-- WRITTEN PROBLEM --
Please write out every line of the listing from its start through the line containing "point(244, 41)", both ends included, adding -143 to each x and y coordinate in the answer points. Leave the pictures out.

-- EXTRACTED MATERIAL --
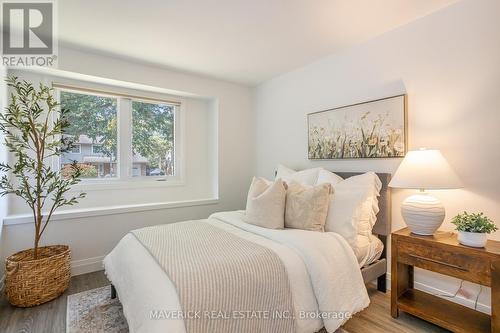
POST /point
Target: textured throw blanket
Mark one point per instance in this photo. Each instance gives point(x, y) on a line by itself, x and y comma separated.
point(224, 283)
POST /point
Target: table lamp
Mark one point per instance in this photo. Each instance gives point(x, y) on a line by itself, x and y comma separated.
point(424, 170)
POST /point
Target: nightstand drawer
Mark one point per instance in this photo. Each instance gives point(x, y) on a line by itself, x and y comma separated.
point(449, 262)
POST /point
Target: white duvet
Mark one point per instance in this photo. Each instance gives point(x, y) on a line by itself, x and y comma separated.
point(325, 278)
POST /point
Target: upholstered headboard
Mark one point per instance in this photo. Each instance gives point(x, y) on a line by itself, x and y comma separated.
point(383, 225)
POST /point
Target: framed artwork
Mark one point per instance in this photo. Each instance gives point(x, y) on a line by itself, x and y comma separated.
point(374, 129)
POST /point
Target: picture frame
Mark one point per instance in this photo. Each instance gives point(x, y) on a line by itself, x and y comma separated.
point(371, 129)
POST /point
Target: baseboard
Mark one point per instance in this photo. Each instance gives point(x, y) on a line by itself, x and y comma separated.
point(78, 267)
point(436, 291)
point(85, 266)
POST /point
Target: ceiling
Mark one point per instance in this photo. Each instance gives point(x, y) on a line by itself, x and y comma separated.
point(244, 41)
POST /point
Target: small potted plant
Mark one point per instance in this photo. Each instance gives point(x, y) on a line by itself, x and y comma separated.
point(33, 125)
point(473, 229)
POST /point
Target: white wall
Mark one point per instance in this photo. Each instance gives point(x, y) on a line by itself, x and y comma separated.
point(447, 63)
point(229, 104)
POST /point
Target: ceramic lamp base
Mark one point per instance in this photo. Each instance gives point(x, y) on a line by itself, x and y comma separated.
point(422, 213)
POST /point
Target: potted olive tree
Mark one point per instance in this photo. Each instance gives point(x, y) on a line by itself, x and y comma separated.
point(33, 125)
point(473, 229)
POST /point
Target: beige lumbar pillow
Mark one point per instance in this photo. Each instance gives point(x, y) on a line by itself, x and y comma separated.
point(307, 206)
point(266, 203)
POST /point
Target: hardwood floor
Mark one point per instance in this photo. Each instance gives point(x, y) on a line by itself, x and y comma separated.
point(51, 317)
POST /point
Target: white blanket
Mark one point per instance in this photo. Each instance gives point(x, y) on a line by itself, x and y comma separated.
point(323, 271)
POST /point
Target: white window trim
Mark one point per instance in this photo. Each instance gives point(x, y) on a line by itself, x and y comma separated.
point(95, 145)
point(124, 179)
point(79, 148)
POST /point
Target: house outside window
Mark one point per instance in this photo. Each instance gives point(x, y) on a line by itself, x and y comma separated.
point(94, 120)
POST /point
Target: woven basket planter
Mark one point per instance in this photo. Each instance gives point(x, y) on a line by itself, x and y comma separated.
point(30, 282)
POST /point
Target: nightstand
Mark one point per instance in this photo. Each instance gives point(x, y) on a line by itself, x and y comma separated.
point(443, 254)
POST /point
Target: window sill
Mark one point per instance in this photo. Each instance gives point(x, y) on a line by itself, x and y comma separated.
point(118, 184)
point(109, 210)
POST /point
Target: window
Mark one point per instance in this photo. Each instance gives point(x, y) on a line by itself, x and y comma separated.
point(119, 137)
point(92, 119)
point(76, 148)
point(152, 139)
point(97, 149)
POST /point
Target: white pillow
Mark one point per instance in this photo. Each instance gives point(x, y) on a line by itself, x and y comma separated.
point(307, 206)
point(306, 177)
point(266, 203)
point(325, 176)
point(354, 206)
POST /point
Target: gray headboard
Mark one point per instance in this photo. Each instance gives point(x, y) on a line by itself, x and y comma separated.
point(383, 225)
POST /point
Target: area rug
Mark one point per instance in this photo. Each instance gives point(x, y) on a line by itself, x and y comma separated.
point(93, 311)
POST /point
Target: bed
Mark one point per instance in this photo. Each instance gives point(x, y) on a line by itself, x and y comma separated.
point(323, 278)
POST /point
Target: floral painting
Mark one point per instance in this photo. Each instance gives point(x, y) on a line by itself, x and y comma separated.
point(375, 129)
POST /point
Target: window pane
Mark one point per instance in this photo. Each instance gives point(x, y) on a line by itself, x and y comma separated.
point(93, 128)
point(152, 139)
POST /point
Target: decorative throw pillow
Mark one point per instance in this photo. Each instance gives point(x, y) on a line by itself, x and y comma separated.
point(307, 206)
point(325, 176)
point(266, 203)
point(307, 177)
point(354, 207)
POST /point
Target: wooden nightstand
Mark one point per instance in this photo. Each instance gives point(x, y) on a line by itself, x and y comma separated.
point(443, 254)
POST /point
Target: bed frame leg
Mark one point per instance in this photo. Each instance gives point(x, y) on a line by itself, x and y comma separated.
point(382, 283)
point(113, 292)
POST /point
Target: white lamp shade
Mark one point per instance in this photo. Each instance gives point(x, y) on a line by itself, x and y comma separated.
point(425, 169)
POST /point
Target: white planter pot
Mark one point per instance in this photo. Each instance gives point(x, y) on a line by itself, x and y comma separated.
point(474, 239)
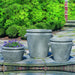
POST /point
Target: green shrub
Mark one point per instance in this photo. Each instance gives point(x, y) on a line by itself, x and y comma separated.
point(41, 14)
point(2, 32)
point(22, 32)
point(12, 31)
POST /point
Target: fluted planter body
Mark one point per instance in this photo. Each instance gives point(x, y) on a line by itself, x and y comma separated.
point(38, 40)
point(61, 48)
point(11, 54)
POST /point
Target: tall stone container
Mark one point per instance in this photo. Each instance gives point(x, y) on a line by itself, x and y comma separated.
point(38, 40)
point(61, 48)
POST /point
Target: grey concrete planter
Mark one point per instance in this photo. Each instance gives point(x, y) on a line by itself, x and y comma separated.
point(38, 40)
point(61, 48)
point(11, 54)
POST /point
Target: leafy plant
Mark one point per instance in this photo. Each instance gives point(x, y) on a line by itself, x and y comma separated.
point(2, 32)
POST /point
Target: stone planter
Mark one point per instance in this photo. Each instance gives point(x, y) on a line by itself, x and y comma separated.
point(61, 48)
point(38, 40)
point(11, 54)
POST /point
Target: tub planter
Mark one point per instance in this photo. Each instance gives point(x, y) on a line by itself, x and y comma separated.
point(61, 48)
point(38, 40)
point(11, 54)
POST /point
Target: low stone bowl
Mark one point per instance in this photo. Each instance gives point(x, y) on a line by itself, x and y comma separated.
point(61, 48)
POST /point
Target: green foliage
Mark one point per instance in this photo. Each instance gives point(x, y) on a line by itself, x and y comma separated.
point(2, 32)
point(12, 31)
point(71, 11)
point(12, 43)
point(22, 32)
point(31, 14)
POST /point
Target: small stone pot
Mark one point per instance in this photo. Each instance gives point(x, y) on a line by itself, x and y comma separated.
point(61, 48)
point(38, 40)
point(11, 54)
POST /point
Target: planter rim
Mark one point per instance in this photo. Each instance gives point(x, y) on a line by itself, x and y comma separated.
point(15, 48)
point(39, 30)
point(62, 39)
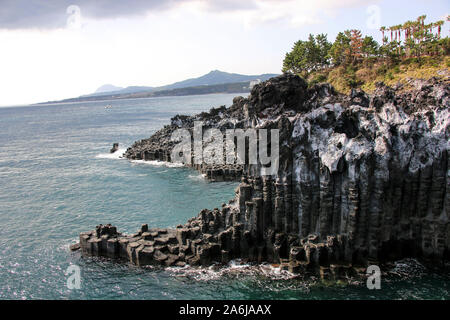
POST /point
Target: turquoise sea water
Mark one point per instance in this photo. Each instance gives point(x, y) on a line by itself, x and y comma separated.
point(57, 180)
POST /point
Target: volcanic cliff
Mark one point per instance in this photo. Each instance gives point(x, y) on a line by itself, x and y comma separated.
point(362, 179)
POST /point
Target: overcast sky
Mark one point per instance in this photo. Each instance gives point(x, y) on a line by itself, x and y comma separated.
point(56, 49)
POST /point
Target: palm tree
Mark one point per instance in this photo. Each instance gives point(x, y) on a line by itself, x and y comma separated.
point(383, 30)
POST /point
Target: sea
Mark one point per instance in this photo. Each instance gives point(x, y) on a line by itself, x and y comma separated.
point(57, 179)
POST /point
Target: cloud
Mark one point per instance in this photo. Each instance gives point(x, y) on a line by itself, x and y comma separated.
point(52, 14)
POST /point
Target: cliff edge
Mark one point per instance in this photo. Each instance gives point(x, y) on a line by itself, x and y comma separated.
point(362, 179)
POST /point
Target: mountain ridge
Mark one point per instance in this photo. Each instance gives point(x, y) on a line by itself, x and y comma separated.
point(214, 77)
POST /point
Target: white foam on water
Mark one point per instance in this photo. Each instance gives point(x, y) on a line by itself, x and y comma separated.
point(157, 163)
point(233, 268)
point(116, 155)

-- EXERCISE SOLUTION --
POST /point
Target: textured throw blanket
Mark one point per instance in this photo. Each instance gives point(x, y) on a line by itself, x and y comma separated.
point(81, 140)
POST /point
Target: table lamp
Mark one point per instance in this photo. Each instance gives point(x, y) on a line by itself, x and y comma separated.
point(281, 27)
POST /point
Target: nightstand drawer
Mark one point per instance in this photo. Each instance gives point(x, y) on a line by itself, x and y comma separated.
point(306, 119)
POST /point
Target: white duvet
Mark one point per instance in this photo. Each instance gives point(x, y) on a line by itself, x and y comma separated.
point(182, 135)
POST /point
Target: upholstered headboard
Mark one point per instance in this photo. Each instance gives point(x, y) on a line by itself, x and y comma separated.
point(240, 82)
POST /point
Target: framed artwork
Mark one point per instance in this photo. Each instance gives point(x, y) on a line by itself, x and y comma separated.
point(231, -14)
POST /point
Target: picture frame
Mark one point per instance in this photo. Each instance gives point(x, y) on a line by itself, x and y comma separated.
point(228, -14)
POST /point
Target: baseboard
Mark one point per instance in this photo. Each instance gives point(x, y) on a line by itself, x and y comma separated.
point(-65, 124)
point(293, 148)
point(-58, 123)
POST /point
Target: ceiling
Mark one point per instance in this photo. Each instance gives point(x, y) on a line by itself, x and y comma separated.
point(101, -102)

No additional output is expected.